> **EXTRACT TO READ**:
━━━━━━━━━━━━━━━━
At Kilometer 174 the Rhine divides into three channels.

The first is called the old Rhine, though in a geological sense it is brand new. In the middle of the 19th Century, engineers working to the plans of Johann Gottfried Tulla dug a straight, deep, and fast-flowing channel, “correcting” the river which had previously meandered lazily through a watery landscape. Their intent was to tame the stream for navigation and master the floods that brought disease and destitution to the villages along its banks.

The natural character of the Rhine was changed permanently, and only the slimmest vestiges of the original ecosystem remain. Where swamps had been a refuge for wildlife — and a breeding ground for malaria — farmland appeared. The river, for the first time in its millennia of history, was tamed.

The second channel is a result of conflict, and the endless rivalry between France and Germany, whose mutual border is partly formed by the river. Article 358 of the Treaty of Versailles following World War One gave France the right to draw as much water from the stream as it wanted; the Grand Canal of Alsace, beginning here with the hydroelectric plant at Kembs, is the result. The bunkers of the Siegfried Line, a German-built defensive chain reaching north to the Dutch border, can be seen decaying in the undergrowth.
━━━━━━━━━━━━━━━━
> **TO DO**:
[1] Retype the passage on the Rhine's channels word for word, from the part that opens with the words containing "The second channel" to the part that closes with "in the undergrowth.".
[2] Extend the passage on the Rhine's three channels, picking up after its final sentence.

> **ENTRIES SHOWN**:
━━━━━━━━━━━━━━━━
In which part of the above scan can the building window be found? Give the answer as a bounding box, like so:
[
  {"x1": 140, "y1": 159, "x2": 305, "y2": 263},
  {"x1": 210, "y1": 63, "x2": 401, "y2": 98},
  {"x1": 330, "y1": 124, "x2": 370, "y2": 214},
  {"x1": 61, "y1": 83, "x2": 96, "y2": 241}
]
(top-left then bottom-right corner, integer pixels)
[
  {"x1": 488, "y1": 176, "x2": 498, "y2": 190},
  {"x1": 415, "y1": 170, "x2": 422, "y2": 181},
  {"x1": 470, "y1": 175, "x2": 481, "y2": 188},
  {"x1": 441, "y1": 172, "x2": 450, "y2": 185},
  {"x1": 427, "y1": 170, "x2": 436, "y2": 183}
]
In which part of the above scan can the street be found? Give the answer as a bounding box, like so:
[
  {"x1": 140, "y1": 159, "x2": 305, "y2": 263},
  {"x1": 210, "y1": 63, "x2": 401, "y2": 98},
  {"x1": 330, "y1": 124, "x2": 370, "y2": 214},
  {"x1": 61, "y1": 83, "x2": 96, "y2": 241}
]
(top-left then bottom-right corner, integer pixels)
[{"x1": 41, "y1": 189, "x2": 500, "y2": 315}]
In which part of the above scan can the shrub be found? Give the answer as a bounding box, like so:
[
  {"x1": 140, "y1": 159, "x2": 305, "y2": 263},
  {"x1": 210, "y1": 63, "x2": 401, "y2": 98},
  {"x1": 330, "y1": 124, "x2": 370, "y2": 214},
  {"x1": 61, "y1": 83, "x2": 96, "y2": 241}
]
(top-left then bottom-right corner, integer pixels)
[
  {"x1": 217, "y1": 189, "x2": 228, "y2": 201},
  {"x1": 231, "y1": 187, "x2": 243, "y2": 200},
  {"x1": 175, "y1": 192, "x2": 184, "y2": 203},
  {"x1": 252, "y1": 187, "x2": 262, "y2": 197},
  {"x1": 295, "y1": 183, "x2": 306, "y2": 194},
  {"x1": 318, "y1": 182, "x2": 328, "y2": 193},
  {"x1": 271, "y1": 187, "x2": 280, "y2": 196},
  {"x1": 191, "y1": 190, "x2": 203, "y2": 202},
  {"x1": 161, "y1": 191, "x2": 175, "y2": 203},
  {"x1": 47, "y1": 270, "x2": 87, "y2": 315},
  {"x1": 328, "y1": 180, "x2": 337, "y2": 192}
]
━━━━━━━━━━━━━━━━
> **ANSWER LIST**:
[1]
The second channel is a result of conflict, and the endless rivalry between France and Germany, whose mutual border is partly formed by the river. Article 358 of the Treaty of Versailles following World War One gave France the right to draw as much water from the stream as it wanted; the Grand Canal of Alsace, beginning here with the hydroelectric plant at Kembs, is the result. The bunkers of the Siegfried Line, a German-built defensive chain reaching north to the Dutch border, can be seen decaying in the undergrowth.

[2]
The last stream is a modern effort to make amends. Within the last decade French engineers have carved out a winding channel through the 6-kilometer-long island that appeared between the first two branches of the river. It’s a reserve, an attempt to recreate the ecology that was swept away in the rush to industrial modernity. On the other side of the border, German engineers have rebuilt flood zones, vast troughs designed to hold back water that would otherwise overwhelm defences downstream — a new necessity in a warming world.

This short stretch of Western Europe’s great river is like a manuscript, written and re-written over again, each time expressing the human will of the age.

This is an ongoing, long-term documentation in multiple formats.